WHAT YOU HAVE TO DO: In your reply, reproduce the lines from the first one below to the line containing "--target hanging flag on pole", inclusive, exactly as they stand.

——————————

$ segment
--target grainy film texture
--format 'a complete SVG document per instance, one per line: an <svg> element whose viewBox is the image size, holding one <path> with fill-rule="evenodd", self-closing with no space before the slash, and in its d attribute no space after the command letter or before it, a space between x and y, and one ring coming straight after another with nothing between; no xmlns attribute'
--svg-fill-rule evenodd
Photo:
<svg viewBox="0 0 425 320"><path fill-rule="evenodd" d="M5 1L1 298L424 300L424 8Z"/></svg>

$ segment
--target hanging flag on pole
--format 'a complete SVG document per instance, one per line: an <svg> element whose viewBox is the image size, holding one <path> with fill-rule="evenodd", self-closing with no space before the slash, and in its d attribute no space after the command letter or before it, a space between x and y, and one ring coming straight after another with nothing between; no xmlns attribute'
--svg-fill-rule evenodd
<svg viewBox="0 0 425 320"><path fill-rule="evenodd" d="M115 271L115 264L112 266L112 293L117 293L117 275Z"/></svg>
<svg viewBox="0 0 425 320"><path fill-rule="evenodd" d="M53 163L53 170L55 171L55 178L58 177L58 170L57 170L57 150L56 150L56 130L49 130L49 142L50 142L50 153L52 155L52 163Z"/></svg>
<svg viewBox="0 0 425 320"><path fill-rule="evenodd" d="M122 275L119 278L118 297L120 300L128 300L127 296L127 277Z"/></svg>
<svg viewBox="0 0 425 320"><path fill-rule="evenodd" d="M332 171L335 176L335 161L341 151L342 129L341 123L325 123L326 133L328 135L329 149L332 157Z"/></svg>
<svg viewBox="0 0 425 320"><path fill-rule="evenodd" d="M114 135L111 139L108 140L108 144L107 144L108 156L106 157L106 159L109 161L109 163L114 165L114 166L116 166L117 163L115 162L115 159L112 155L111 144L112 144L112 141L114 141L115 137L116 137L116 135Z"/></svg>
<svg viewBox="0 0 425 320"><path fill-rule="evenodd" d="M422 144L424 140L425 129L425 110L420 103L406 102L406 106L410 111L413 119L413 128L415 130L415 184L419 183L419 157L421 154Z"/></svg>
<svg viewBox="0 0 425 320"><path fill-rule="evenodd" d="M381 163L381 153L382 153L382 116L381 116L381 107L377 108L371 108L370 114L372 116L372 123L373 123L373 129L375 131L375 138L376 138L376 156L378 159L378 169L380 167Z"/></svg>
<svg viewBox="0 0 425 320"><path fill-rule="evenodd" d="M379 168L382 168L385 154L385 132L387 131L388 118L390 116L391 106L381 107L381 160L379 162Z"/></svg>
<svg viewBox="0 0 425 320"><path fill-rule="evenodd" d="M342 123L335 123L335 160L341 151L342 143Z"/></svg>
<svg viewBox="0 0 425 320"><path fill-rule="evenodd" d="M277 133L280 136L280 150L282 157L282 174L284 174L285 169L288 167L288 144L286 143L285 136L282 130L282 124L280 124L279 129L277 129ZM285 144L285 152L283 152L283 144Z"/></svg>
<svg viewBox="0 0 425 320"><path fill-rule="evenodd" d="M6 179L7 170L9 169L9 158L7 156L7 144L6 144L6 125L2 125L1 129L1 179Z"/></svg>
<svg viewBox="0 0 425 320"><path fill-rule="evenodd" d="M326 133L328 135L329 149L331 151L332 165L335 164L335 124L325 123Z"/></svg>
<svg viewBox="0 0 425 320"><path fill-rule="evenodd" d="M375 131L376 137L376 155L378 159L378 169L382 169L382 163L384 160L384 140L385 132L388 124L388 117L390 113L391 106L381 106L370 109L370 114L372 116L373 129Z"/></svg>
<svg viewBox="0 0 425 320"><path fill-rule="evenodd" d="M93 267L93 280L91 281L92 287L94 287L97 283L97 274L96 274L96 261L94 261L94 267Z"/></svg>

——————————

SOLVED EXERCISE:
$ segment
--target grainy film texture
--format 'a complete SVG document per instance, one per line: an <svg> element whose viewBox is the image size, holding one <path> with fill-rule="evenodd", self-closing with no space before the slash, and in its d attribute no space after the command letter or before it, a space between x and y, and one ring coming straight after another with nothing between; no xmlns attribute'
--svg-fill-rule evenodd
Photo:
<svg viewBox="0 0 425 320"><path fill-rule="evenodd" d="M5 1L1 298L424 300L424 8Z"/></svg>

$ segment
--target hanging flag on pole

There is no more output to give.